▶ _PAGE TEXT_:
——————
Originally known as ‘iridill’ or ‘iridescent ware’, carnival glass has an interesting past. Made by the Fenton Art Glass Co. in 1907, highly patterned molds combined with sprayed metallic salts created striking, shimmering glass.
Originally, it imitated Tiffany Glass, which was very expensive. However, because Carnival glass was often cheap to buy, it was referred to as “a poor man’s Tiffany”.
It wasn’t long before other companies like Indiana Glass and Westmoreland, began developing carnival glass designs, and it became in high demand from the early 1900s to the 1920s.
Households across America liked carnival glass because it brightened homes at a time when only wealthy families had bright electric lighting. The colorful glass caught the light easily.
By 1925, carnival glass began to decline in popularity. Other styles and types, like depression glass, became the new trend.
It wasn’t until the 1950s, when many of these glass antiques were auctioned or given away as prizes at carnivals, that the nickname ‘carnival glass’ stuck. Collectors soon realized how diverse and varied these antique glass pieces were, making them highly collectible and their value began to soar.
A resurgence of interest in antique glassware, including carnival glass, has seen several companies reenter production.
How to identify carnival glass?
Carnival glass is very decorative and comes in many different shapes, sizes, and styles. If you’re serious about collecting this valuable glass, then the first thing you need to do is identify it.
However, there is one problem that you should be aware of. Companies that made carnival glass in the 1920s often changed their style and imitated their competitors. It can be difficult to know various manufacturers’ styles and dates of production.
——————
▶ _MATERIAL SHOWN_:
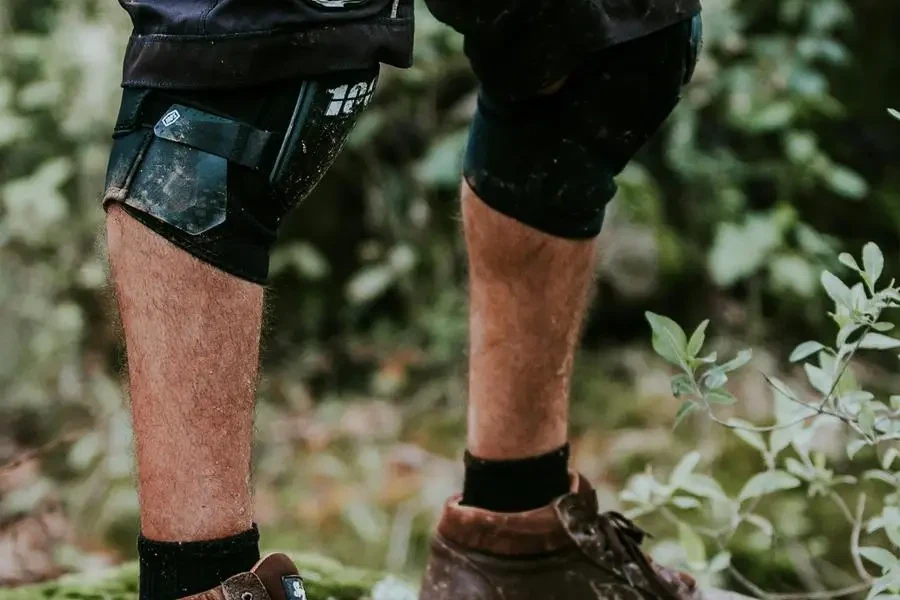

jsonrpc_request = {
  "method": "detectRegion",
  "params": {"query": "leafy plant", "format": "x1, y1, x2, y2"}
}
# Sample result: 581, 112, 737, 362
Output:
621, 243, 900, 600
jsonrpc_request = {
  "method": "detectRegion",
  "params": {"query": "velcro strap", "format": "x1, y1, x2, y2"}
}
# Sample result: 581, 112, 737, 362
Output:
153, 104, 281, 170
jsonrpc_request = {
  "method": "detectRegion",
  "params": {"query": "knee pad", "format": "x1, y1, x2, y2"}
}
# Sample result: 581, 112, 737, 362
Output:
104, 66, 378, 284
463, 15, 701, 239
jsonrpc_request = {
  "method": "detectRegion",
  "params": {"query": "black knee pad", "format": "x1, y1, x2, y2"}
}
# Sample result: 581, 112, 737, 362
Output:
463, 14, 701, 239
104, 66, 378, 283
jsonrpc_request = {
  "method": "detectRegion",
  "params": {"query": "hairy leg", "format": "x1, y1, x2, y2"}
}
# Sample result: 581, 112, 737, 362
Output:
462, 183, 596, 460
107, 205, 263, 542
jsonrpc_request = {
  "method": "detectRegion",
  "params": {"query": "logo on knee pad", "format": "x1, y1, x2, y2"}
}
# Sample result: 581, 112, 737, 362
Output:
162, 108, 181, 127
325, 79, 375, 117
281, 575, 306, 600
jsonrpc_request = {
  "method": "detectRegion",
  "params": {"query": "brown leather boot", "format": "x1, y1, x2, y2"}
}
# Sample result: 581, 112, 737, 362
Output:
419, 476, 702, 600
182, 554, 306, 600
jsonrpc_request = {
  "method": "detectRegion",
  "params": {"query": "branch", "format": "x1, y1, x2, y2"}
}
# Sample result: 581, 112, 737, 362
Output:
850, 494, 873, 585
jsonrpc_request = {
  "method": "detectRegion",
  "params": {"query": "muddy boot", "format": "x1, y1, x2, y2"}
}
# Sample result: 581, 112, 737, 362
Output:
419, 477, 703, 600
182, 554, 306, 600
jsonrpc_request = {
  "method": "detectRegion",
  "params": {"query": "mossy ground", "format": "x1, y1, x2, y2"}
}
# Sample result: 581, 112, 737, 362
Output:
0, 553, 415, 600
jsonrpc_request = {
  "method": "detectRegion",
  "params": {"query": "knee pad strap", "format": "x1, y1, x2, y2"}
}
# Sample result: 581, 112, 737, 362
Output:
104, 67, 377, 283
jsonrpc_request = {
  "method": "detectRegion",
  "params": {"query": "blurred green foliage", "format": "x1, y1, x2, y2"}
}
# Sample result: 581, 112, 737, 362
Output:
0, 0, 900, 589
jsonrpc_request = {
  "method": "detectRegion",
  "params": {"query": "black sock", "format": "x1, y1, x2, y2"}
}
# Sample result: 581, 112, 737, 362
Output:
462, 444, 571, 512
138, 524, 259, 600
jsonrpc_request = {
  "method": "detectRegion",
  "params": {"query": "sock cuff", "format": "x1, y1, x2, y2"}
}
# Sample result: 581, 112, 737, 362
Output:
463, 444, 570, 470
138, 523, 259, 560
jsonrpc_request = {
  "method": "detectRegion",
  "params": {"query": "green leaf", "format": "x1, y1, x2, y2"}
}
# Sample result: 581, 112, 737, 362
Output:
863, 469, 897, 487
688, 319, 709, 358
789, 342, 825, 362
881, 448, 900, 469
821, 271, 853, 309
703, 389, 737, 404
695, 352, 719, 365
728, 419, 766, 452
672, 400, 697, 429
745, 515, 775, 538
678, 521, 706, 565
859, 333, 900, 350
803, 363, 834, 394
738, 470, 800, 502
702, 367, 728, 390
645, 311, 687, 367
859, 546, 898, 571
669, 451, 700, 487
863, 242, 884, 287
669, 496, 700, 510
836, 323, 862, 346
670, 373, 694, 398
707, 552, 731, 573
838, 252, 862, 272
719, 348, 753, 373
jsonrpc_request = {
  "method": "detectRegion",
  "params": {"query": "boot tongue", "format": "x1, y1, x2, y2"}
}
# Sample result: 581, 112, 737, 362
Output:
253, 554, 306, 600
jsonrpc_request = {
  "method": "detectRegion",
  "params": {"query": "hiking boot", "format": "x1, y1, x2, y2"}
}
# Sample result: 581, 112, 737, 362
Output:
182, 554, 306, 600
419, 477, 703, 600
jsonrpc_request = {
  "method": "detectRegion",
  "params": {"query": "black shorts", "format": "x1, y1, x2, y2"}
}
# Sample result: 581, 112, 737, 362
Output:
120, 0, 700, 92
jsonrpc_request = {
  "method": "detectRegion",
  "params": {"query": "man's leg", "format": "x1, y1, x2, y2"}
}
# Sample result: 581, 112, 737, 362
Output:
——————
▶ _PROBLEM TO WORK ON_: Rewrite the carnival glass passage between "A resurgence of" and "is identify it.", inclusive, swapping "resurgence" for "revival". The items play no part in this exercise.

▶ _EXPECTED OUTPUT_:
A revival of interest in antique glassware, including carnival glass, has seen several companies reenter production.
How to identify carnival glass?
Carnival glass is very decorative and comes in many different shapes, sizes, and styles. If you’re serious about collecting this valuable glass, then the first thing you need to do is identify it.